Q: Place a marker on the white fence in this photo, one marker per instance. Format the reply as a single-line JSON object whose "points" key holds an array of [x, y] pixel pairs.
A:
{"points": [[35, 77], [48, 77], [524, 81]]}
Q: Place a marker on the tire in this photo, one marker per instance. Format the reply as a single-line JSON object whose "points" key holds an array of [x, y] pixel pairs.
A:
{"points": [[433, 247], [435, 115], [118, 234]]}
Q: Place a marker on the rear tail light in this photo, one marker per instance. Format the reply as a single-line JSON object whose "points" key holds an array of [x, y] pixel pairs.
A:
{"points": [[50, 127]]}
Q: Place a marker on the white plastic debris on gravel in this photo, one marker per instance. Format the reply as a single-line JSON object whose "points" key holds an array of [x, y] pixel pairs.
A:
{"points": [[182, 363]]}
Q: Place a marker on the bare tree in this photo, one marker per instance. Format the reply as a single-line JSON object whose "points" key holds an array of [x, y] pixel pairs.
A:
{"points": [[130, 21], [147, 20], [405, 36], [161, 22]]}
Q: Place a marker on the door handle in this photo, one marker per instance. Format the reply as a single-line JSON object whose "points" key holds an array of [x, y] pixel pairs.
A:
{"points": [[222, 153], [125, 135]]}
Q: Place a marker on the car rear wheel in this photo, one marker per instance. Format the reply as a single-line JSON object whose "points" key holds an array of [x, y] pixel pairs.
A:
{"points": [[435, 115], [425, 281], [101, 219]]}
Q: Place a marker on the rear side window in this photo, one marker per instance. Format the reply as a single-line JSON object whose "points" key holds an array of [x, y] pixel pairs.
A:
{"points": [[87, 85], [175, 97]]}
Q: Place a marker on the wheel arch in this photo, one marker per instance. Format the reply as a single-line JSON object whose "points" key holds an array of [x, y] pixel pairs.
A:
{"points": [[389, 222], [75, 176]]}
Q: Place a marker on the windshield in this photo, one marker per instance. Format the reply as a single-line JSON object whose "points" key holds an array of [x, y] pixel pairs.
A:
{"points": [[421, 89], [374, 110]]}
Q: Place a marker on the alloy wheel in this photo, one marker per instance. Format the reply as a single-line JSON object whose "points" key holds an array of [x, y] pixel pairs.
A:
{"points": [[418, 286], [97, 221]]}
|---|
**DIE AUFGABE**
Gib alle Zeilen oben als nummerierte Liste wieder und lass leere Zeilen dabei weg.

**DIE ANTWORT**
1. Q: Place a marker on the white fence in this photo, one marker per instance. Format the reply as a single-line JSON object whose "points" key holds an array of [x, y] pixel pairs.
2. A:
3. {"points": [[35, 77], [48, 77], [524, 81]]}
4. Q: Place a marker on the tire in this photo, one marker per instance. Format the reply as a single-line JSON object whose "points" key holds an array of [x, y] pixel pairs.
5. A:
6. {"points": [[433, 247], [435, 115], [118, 234]]}
7. Q: Place a marker on the rear tail light in this photo, one marker per instance. Format the reply as a single-line JSON object whose "points" key holds an array of [x, y] pixel pairs.
8. A:
9. {"points": [[50, 127]]}
10. Q: Place a marker on the white plastic debris on gravel in this photo, one marker per instance. Format the reply as a single-line JSON object whose "points" key holds an array of [x, y] pixel pairs.
11. A:
12. {"points": [[182, 363]]}
13. Q: Place a marker on the bare tree in this photo, one marker per instance. Format the reply as a single-line JSON object whose "points" key holds an array of [x, y] pixel pairs.
14. A:
15. {"points": [[130, 21], [147, 20], [405, 36], [161, 22]]}
16. Q: Place a marker on the door handle in this photo, one marker per instance. Format the reply as a single-line JSON object whose "points" key holds an array of [x, y] pixel pairs.
17. A:
18. {"points": [[222, 153], [125, 135]]}
19. Q: Place a marker on the car rear wheel in this photo, one marker per instance. Format the reply as a single-line JSON object whose "points" key holds an array of [x, y] pixel pairs.
20. A:
21. {"points": [[435, 115], [425, 281], [101, 219]]}
22. Q: Place a marker on the rear side window in this photo, one marker per instance. Format the reply as a single-line JSON object whose "points" key holds an array of [x, y] pixel pairs.
23. A:
24. {"points": [[87, 85], [175, 97]]}
25. Q: Place a marker on the wheel arch in this photo, one marker per instance. Format the reply as a single-line JSON object whose "points" key holds an array of [x, y] pixel pairs.
26. A:
27. {"points": [[389, 222], [75, 176]]}
28. Q: Place a marker on the windshield in this photo, one marker per instance. Format the reply as a single-line JSON object whose "points" key holds an array of [x, y] pixel pairs.
29. A:
30. {"points": [[421, 89], [374, 110]]}
31. Q: Place a marker on the alloy wheel in this photo, one marker per instance. Format the reply as a single-line JSON object whose "points" key holds an array of [x, y] pixel pairs.
32. A:
33. {"points": [[418, 286], [97, 221]]}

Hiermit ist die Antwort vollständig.